Illinois Holocaust Museum
The Holocaust History Museum of Skokie’s purpose is to educate those on the events that had happened during the Holocaust. The museum’s architectural design also plays a significant role, giving off an ominous vibe to its visitors. The structure is meant to give people the same feeling the Jewish people had felt during the tragic event. There is also a section of the museum that contains the names of the victims as a remembrance for those whose lives were lost. To give others the perspectives of those victims, educating others of the horrors they have faced in hopes to prevent another tragedy like this happening.
The Illinois Holocaust Museum
Room of Remembrance
Holocaust Survivor Hologram
Backstory and Context
The Neo Nazis march in Skokie was supposed to be a public display of their First Amendment rights, but in reality it was an attempt to show their hatred of the Jews in a city that is majority Jewish along with Holocaust survivors. Many of the American people were opposed to the group, especially veterans of WWII who fought for the freedom of the American people. The march had caused a majority of the Holocaust survivors to speak out, letting their stories be known to others about the inhumane actions done by the Nazis. Because of all the survivors who spoke up during the time, the Illinois Holocaust Museum was established, evolving from a storefront to its own entity in April of 2009 with former President Bill Clinton attending the ceremony.
Thanks to the efforts of Susan Abrams and Shoshana Buchholz-Miller, the Holocaust Museum was able to add interactive holographic images of Holocaust survivors. The purpose of this exhibition is to educate visitors of topics such as human rights and social justice. This allows people to stay engaged, especially kids who need to be taught about the lessons that have been learned from the tragedy of the Holocaust.

» Input for this task:
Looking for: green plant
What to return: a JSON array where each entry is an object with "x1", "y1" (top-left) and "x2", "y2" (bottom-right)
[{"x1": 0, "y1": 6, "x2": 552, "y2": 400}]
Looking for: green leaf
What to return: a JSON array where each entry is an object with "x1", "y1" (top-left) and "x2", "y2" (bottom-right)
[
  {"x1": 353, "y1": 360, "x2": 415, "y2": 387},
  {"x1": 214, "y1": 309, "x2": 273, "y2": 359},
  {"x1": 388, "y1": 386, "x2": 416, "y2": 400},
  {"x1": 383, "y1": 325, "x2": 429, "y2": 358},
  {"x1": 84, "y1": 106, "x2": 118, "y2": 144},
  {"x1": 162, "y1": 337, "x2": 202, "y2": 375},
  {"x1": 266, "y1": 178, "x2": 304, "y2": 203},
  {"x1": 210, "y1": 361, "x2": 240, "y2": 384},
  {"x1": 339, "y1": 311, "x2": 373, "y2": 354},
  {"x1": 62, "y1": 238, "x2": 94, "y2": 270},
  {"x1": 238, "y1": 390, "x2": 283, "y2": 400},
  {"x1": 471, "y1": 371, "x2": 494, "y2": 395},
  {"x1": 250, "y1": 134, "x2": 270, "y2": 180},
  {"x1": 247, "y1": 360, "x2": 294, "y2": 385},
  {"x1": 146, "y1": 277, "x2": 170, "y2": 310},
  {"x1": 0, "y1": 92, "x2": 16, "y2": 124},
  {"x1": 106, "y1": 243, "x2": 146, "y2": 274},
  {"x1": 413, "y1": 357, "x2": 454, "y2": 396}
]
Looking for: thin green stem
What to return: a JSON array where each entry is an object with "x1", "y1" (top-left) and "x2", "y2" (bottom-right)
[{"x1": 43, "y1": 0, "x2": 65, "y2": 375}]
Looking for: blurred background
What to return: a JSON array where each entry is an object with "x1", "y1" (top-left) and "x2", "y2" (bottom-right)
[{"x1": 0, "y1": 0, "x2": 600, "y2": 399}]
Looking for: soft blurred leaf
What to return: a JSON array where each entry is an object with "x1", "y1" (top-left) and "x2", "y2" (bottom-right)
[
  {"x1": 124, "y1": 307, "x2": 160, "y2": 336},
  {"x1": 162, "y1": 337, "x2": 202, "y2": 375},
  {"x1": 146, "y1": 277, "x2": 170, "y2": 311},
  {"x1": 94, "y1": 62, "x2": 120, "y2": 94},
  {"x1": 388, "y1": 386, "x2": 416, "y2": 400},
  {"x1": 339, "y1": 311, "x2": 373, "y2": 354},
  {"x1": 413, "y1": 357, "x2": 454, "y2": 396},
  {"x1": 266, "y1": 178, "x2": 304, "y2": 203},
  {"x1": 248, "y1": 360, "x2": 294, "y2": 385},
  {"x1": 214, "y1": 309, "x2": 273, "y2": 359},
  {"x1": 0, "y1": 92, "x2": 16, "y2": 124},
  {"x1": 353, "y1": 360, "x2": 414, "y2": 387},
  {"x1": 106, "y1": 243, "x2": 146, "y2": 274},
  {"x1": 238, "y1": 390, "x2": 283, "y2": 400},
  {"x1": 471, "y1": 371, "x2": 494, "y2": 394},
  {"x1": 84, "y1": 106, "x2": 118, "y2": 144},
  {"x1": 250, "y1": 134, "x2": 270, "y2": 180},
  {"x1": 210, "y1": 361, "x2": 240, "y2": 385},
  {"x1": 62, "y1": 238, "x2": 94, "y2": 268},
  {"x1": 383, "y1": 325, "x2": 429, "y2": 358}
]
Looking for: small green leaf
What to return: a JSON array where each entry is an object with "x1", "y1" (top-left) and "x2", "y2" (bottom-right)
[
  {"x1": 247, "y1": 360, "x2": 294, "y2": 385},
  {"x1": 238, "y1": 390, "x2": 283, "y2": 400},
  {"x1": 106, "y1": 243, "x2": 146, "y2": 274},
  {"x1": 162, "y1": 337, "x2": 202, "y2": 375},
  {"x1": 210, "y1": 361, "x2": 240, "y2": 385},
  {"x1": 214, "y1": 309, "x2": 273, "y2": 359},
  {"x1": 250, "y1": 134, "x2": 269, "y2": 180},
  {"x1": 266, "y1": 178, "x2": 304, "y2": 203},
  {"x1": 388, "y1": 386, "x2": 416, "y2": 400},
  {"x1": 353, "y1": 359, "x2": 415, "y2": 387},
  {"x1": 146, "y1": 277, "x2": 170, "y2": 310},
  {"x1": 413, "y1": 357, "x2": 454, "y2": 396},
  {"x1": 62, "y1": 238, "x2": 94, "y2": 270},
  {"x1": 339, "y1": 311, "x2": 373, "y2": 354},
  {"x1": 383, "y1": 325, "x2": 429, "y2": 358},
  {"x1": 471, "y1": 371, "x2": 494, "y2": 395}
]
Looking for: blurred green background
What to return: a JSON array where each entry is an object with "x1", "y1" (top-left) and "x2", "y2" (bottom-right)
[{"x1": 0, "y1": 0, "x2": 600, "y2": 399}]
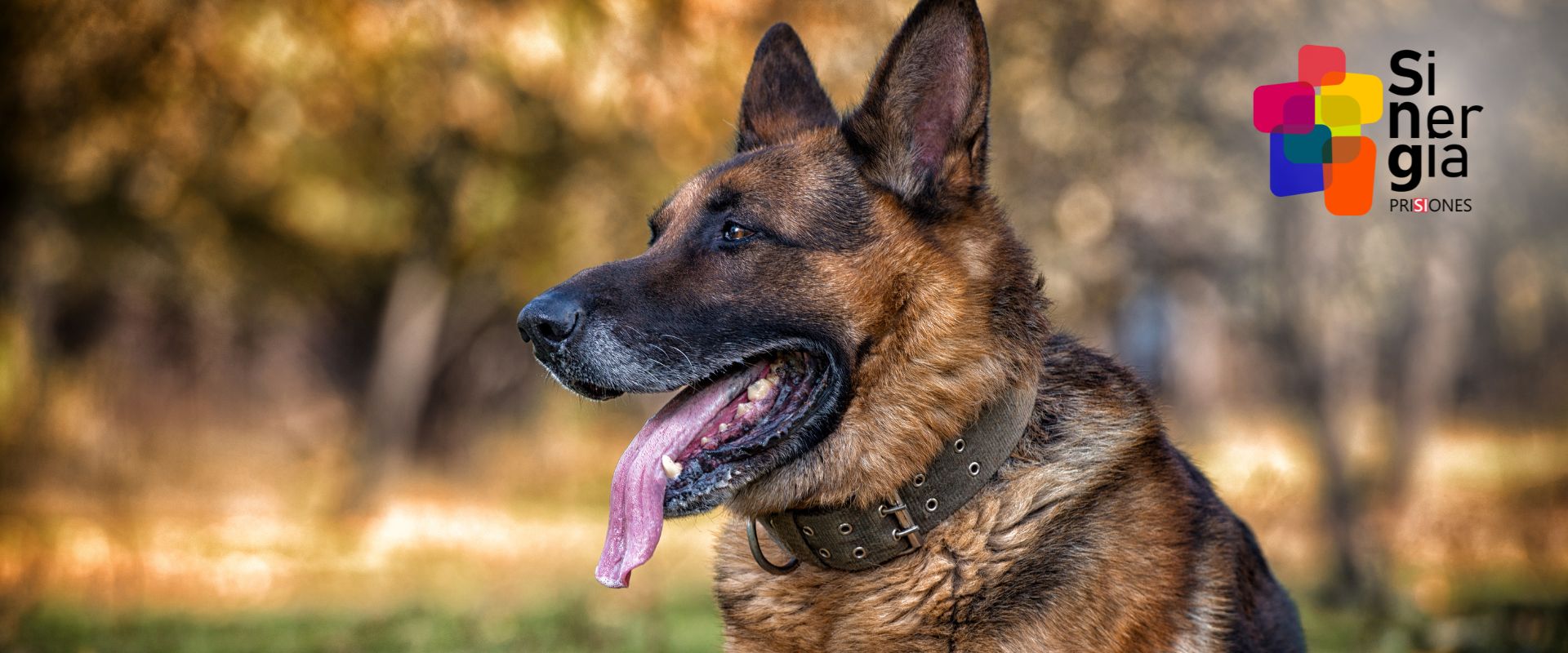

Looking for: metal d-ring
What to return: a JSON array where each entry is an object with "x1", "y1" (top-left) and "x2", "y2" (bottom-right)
[{"x1": 746, "y1": 518, "x2": 800, "y2": 576}]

» Tasks to carry out:
[a] Reproduce the full passage about the Illinois Holocaust Museum word for word.
[b] Transcribe everything in the records from the line containing "Looking for: blurred green background" down to the end of the records, including that first line, and leave out the pictures.

» Results for each task:
[a]
Illinois Holocaust Museum
The Holocaust History Museum of Skokie’s purpose is to educate those on the events that had happened during the Holocaust. The museum’s architectural design also plays a significant role, giving off an ominous vibe to its visitors. The structure is meant to give people the same feeling the Jewish people had felt during the tragic event. There is also a section of the museum that contains the names of the victims as a remembrance for those whose lives were lost. To give others the perspectives of those victims, educating others of the horrors they have faced in hopes to prevent another tragedy like this happening.
The Illinois Holocaust Museum
Room of Remembrance
Holocaust Survivor Hologram
Backstory and Context
The Neo Nazis march in Skokie was supposed to be a public display of their First Amendment rights, but in reality it was an attempt to show their hatred of the Jews in a city that is majority Jewish along with Holocaust survivors. Many of the American people were opposed to the group, especially veterans of WWII who fought for the freedom of the American people. The march had caused a majority of the Holocaust survivors to speak out, letting their stories be known to others about the inhumane actions done by the Nazis. Because of all the survivors who spoke up during the time, the Illinois Holocaust Museum was established, evolving from a storefront to its own entity in April of 2009 with former President Bill Clinton attending the ceremony.
Thanks to the efforts of Susan Abrams and Shoshana Buchholz-Miller, the Holocaust Museum was able to add interactive holographic images of Holocaust survivors. The purpose of this exhibition is to educate visitors of topics such as human rights and social justice. This allows people to stay engaged, especially kids who need to be taught about the lessons that have been learned from the tragedy of the Holocaust.

[b]
Looking for: blurred green background
What to return: a JSON array where each entry is an object with "x1", "y1" (top-left) and "x2", "y2" (bottom-right)
[{"x1": 0, "y1": 0, "x2": 600, "y2": 399}]

Looking for: metal d-ring
What to return: a JSON array where each entry is an object with "x1", "y1" (top-left) and "x2", "y2" (bottom-right)
[{"x1": 746, "y1": 518, "x2": 800, "y2": 576}]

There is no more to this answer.